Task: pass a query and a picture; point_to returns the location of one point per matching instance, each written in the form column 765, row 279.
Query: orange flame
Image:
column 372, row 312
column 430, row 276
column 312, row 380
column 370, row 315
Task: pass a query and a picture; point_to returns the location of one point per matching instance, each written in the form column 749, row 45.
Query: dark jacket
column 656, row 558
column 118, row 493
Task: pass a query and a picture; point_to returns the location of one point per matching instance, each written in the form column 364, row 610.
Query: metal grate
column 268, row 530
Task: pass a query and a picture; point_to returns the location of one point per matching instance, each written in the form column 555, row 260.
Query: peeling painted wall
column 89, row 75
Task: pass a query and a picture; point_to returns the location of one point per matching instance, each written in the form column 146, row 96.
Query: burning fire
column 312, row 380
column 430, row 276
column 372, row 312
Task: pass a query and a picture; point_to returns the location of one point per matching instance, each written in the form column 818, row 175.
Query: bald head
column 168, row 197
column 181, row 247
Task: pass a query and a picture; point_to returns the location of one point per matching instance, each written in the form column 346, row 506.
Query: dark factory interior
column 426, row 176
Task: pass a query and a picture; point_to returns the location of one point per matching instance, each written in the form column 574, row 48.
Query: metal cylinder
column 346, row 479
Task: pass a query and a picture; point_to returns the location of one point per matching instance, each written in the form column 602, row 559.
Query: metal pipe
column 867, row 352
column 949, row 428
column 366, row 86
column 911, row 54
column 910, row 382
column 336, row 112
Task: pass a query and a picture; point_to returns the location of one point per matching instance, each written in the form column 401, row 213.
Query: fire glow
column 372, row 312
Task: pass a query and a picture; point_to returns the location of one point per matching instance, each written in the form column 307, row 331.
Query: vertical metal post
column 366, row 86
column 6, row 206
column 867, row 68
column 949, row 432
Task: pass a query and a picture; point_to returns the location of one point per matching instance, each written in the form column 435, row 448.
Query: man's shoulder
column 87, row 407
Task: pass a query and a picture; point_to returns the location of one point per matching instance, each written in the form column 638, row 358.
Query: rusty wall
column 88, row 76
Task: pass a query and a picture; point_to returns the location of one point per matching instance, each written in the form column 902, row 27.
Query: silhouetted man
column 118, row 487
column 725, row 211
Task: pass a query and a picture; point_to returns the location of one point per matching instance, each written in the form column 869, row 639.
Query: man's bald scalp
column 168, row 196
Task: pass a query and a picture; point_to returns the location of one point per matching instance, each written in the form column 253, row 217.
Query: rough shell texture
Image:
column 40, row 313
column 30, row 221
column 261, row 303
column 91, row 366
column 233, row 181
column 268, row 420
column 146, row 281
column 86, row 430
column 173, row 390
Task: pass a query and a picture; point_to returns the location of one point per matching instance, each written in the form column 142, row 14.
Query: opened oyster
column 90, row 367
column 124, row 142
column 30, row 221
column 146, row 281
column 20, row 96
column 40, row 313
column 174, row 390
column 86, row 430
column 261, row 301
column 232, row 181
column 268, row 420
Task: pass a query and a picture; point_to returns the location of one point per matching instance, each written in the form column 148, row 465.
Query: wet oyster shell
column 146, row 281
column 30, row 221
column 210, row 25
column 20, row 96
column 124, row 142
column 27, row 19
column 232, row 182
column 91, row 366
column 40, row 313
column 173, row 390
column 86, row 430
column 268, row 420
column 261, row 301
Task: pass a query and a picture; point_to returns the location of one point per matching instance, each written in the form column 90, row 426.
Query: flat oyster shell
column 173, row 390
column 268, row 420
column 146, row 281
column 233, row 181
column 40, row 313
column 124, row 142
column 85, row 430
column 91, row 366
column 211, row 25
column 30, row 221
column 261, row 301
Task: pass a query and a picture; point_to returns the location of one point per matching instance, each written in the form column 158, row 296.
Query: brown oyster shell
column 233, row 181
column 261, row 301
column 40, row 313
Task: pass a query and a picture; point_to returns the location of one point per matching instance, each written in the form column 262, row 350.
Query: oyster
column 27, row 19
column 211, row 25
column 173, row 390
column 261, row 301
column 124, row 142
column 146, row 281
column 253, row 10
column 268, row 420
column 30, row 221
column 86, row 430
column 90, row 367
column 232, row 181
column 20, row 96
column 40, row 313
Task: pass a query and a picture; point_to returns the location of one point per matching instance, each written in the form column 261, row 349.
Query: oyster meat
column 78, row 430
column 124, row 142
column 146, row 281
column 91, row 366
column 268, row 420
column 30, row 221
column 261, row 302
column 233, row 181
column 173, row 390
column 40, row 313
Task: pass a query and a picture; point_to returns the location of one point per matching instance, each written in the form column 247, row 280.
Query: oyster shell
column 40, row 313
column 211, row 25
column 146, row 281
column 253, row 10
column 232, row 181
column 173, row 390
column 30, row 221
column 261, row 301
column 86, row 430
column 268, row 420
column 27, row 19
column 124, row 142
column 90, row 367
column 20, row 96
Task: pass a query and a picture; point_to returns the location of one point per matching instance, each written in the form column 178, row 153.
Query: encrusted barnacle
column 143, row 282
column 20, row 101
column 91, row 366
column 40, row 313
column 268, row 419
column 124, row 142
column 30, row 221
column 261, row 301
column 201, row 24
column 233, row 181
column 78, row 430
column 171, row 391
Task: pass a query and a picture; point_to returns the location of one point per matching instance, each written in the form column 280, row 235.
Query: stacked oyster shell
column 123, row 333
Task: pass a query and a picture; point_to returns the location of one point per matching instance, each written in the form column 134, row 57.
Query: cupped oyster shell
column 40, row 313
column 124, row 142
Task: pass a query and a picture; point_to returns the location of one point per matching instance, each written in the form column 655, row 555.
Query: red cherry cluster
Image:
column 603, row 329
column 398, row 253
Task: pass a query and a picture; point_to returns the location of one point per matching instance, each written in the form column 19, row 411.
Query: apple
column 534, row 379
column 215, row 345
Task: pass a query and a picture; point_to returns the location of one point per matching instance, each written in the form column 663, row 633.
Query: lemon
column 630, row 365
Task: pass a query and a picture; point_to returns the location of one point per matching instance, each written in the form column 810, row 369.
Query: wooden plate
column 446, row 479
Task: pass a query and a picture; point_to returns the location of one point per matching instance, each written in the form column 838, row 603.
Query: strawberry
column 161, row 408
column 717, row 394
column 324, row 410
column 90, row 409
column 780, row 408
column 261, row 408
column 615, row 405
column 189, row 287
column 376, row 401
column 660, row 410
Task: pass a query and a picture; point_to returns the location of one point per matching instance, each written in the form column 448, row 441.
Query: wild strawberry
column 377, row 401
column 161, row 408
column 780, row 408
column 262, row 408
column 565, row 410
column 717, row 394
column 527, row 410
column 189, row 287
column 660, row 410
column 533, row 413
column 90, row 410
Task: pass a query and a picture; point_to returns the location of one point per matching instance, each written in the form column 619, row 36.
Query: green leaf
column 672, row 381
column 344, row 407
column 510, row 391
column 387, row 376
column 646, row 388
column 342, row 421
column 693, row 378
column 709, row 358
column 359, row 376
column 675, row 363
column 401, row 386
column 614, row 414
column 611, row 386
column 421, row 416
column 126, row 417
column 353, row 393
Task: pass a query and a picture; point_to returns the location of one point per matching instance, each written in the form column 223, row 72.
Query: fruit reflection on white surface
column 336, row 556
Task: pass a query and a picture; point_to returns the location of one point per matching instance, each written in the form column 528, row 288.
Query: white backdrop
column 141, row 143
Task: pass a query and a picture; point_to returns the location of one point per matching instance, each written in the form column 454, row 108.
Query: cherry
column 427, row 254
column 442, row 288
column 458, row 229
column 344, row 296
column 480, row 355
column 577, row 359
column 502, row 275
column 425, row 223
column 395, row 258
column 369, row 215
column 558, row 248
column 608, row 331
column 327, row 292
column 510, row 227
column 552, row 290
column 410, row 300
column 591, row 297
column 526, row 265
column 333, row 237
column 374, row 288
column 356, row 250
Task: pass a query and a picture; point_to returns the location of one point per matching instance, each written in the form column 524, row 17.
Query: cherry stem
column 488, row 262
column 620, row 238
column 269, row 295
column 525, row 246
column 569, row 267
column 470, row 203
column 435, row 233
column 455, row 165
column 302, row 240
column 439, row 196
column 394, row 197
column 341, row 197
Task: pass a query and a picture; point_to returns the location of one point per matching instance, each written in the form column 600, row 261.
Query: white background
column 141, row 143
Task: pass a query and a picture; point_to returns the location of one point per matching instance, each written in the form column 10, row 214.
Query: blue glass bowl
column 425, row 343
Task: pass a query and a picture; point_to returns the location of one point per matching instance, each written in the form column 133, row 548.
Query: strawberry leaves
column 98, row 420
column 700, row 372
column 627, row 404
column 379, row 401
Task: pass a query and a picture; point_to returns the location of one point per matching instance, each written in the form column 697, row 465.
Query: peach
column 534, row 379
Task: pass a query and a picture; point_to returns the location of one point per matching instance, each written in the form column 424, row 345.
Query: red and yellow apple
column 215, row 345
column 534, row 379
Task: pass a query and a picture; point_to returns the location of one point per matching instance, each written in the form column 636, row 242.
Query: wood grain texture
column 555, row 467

▶ **INSTRUCTIONS TO FOLLOW**: Give back, unchanged, the run of lines in the listing above that begins at the line containing "280, row 235." and ends at the line containing "838, row 603.", both included.

▶ **RESULT OF THE EXERCISE**:
Task: pass a query and a picture; point_to returns the location of one point per matching instance, each written in the form column 280, row 235.
Query: stacked oyster shell
column 123, row 333
Task: pass a query and a picture; point_to returns the location of one point per matching instance, each written in the form column 134, row 57.
Query: cupped oyster shell
column 40, row 313
column 124, row 142
Task: pass a query and a picture; point_to returns the location of one point per matching instance, each written in the form column 655, row 555.
Query: red cherry cluster
Image:
column 603, row 329
column 398, row 253
Task: pass a query and a picture; point_to returns the location of one point per matching instance, each written in the form column 19, row 411.
Query: apple
column 534, row 379
column 215, row 345
Task: pass a query and a picture; point_to returns the location of one point per matching instance, each written in the form column 663, row 633.
Query: lemon
column 630, row 365
Task: pass a query and a picture; point_to returns the location of one point per matching instance, each written in the form column 810, row 369.
Query: wooden plate
column 446, row 479
Task: pass a query and a picture; point_to returns the location of one point per matching instance, each written in the form column 838, row 603.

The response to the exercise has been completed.